*** Opening DATA EXTRACT ***

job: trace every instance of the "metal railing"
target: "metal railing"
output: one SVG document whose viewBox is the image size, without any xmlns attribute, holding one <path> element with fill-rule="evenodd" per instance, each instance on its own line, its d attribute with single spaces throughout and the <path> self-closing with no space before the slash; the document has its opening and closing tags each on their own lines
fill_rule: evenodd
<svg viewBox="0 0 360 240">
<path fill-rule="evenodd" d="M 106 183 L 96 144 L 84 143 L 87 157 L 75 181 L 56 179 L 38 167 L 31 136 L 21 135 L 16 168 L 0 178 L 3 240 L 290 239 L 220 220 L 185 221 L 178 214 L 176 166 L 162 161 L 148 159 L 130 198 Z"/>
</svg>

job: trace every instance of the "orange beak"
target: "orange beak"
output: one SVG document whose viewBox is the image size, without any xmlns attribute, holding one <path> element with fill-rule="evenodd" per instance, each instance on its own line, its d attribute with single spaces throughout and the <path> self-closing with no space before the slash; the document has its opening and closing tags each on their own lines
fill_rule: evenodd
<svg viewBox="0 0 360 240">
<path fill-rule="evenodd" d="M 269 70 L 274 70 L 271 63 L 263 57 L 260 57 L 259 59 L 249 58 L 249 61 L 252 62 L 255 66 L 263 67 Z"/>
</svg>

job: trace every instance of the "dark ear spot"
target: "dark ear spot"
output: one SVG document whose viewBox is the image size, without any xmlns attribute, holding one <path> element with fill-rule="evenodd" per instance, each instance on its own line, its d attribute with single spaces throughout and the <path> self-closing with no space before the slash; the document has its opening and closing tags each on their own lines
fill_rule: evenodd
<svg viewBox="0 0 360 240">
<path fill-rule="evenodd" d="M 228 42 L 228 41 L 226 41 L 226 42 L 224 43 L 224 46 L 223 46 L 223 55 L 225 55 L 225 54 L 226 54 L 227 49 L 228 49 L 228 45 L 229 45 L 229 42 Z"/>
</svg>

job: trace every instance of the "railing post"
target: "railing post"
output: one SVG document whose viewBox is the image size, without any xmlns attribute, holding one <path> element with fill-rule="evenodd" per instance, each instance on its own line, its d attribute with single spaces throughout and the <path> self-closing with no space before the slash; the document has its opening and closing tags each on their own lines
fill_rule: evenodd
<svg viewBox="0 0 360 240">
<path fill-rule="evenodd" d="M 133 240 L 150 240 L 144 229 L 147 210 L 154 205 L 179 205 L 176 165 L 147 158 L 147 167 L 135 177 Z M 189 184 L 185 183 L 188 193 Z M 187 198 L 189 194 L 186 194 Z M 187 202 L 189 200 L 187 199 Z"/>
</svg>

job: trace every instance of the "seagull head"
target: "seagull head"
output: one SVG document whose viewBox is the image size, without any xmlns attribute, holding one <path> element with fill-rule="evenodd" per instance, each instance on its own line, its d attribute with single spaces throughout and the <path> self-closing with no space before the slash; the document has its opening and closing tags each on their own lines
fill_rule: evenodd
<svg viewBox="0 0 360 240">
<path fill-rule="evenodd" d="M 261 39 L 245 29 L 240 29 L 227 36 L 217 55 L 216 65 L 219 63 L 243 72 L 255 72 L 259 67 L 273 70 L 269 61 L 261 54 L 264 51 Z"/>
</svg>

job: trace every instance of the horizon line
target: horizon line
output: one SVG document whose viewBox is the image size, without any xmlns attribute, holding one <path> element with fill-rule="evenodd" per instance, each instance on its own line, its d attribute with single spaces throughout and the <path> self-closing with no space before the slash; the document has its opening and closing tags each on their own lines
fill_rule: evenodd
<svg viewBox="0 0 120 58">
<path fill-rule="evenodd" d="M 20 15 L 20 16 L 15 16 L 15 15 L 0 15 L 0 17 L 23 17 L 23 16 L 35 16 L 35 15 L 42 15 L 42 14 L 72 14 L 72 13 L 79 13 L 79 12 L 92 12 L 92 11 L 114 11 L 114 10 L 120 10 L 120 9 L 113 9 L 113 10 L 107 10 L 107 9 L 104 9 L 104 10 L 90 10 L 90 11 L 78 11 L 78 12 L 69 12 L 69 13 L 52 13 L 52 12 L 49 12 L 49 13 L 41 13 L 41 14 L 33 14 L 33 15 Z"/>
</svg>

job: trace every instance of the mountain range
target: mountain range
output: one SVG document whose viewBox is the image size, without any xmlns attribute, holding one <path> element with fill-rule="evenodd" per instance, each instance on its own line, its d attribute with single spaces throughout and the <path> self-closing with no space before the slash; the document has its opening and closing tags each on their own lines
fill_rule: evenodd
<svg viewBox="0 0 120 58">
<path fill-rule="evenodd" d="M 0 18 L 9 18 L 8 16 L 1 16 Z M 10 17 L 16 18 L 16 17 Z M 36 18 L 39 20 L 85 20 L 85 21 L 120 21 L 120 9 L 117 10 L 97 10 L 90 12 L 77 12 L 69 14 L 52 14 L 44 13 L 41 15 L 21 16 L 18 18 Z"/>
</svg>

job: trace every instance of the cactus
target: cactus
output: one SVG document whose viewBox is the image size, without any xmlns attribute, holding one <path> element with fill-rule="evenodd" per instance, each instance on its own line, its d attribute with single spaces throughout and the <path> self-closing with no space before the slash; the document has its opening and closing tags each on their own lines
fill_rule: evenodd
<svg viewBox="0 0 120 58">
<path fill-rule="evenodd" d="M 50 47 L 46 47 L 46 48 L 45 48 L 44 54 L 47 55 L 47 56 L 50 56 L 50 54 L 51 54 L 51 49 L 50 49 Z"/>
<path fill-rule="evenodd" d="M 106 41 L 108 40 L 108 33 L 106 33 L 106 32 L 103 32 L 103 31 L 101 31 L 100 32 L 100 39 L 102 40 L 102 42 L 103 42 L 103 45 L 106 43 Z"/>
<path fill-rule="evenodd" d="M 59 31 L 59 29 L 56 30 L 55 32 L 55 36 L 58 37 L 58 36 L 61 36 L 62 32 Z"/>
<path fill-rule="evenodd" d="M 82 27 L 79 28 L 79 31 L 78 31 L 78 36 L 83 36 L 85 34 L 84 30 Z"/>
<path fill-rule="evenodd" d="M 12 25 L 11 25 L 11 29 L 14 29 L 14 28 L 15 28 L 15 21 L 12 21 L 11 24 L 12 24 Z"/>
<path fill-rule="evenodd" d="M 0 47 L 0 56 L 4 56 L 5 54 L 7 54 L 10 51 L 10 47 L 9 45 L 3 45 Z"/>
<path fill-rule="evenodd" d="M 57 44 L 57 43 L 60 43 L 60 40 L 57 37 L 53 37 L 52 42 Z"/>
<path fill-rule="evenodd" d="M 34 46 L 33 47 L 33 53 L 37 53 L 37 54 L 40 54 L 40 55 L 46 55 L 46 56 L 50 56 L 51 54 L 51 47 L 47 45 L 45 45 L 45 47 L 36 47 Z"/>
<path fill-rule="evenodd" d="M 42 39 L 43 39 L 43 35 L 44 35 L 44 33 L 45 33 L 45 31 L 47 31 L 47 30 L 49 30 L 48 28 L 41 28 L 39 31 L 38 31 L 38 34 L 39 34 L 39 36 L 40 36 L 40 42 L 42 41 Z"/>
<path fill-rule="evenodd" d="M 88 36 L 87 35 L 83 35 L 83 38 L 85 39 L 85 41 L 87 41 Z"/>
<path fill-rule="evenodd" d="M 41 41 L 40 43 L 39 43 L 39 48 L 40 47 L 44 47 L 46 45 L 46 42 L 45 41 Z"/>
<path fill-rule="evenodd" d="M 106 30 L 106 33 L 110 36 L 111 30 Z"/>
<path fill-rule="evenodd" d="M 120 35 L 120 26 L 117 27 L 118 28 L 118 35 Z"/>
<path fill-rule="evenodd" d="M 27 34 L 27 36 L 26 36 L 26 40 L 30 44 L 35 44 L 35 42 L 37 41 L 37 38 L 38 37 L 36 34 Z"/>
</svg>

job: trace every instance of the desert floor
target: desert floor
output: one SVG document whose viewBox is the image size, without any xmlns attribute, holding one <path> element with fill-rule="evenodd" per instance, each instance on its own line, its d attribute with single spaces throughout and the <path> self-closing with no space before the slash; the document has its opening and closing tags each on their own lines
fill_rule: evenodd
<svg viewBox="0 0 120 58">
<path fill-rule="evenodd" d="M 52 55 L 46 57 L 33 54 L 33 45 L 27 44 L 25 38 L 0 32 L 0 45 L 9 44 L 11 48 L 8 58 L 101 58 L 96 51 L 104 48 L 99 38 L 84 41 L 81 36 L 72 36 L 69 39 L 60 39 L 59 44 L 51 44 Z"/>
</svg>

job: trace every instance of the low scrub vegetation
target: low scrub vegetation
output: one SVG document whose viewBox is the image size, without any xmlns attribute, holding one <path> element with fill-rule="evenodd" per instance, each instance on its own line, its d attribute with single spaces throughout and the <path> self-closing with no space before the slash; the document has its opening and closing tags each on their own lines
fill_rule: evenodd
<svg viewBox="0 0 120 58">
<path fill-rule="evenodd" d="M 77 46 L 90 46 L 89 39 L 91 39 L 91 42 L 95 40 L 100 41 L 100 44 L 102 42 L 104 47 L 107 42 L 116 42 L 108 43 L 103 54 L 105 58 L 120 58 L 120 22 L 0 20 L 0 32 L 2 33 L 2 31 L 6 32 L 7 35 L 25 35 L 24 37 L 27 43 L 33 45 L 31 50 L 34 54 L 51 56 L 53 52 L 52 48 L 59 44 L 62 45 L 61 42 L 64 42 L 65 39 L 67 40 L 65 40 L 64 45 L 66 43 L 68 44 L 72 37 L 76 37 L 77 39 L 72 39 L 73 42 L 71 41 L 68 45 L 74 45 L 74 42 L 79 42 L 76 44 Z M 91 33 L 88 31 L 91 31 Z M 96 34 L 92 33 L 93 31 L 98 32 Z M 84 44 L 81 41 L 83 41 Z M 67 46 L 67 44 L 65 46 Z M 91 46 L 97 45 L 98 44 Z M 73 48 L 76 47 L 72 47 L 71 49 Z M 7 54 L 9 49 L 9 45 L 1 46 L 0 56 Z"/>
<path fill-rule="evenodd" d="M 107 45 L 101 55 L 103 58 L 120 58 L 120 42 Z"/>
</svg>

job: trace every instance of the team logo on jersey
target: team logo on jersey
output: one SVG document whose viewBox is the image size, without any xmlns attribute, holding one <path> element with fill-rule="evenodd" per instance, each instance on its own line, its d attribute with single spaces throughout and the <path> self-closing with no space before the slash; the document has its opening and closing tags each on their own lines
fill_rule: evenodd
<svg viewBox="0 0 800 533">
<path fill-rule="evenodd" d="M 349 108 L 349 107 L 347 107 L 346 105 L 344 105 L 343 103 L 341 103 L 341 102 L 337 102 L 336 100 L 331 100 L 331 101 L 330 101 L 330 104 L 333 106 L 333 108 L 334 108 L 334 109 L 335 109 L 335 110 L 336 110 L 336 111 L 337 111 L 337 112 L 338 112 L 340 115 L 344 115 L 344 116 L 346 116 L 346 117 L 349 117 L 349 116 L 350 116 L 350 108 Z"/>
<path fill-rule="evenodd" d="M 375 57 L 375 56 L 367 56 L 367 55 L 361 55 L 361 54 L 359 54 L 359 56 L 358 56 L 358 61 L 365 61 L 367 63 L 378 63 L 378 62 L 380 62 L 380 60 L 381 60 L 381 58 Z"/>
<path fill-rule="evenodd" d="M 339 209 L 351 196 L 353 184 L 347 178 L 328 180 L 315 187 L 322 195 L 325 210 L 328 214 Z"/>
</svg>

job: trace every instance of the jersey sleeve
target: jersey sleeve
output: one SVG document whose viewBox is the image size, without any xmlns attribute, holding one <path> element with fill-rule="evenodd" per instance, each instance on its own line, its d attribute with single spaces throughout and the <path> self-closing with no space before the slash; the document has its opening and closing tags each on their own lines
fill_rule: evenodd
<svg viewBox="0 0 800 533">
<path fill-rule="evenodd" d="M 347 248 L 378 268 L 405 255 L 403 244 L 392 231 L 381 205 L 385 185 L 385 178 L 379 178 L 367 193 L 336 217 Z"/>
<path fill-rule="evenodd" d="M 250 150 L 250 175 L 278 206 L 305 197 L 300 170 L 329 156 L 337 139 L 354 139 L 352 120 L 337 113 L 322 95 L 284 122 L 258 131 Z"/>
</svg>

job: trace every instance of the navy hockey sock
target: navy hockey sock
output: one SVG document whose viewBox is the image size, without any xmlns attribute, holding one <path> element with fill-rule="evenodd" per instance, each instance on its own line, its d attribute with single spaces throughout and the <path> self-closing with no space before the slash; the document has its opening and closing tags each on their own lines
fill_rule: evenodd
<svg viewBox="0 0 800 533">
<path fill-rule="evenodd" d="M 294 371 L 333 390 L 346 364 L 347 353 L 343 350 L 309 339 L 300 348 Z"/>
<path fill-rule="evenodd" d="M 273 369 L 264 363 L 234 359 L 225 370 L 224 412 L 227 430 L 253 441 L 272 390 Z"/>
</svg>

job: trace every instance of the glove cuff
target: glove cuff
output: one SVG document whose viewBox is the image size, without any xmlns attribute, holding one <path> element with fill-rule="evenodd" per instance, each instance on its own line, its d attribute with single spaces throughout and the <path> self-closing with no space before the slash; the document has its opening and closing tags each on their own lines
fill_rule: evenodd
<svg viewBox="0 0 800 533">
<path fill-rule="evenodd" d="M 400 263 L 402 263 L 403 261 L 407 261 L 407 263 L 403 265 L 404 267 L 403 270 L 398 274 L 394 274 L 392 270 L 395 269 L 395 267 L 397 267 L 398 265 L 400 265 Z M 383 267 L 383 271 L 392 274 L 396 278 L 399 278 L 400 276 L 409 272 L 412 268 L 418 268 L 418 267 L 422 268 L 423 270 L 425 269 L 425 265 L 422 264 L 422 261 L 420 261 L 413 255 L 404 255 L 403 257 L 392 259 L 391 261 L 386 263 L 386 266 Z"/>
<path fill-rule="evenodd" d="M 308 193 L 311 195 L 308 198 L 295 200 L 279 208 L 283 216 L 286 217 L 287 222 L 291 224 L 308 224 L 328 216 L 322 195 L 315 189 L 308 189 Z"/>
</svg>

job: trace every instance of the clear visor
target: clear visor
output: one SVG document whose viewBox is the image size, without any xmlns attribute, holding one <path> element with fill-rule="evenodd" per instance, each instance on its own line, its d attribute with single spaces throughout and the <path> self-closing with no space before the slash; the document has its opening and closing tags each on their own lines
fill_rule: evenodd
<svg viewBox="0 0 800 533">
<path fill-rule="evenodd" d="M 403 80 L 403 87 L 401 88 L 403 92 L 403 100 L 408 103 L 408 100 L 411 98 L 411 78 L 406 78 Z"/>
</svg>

*** Closing DATA EXTRACT ***

Make a tally of the lines in this data that include the string "vegetation", and answer with that tally alone.

FINISHED EXERCISE:
2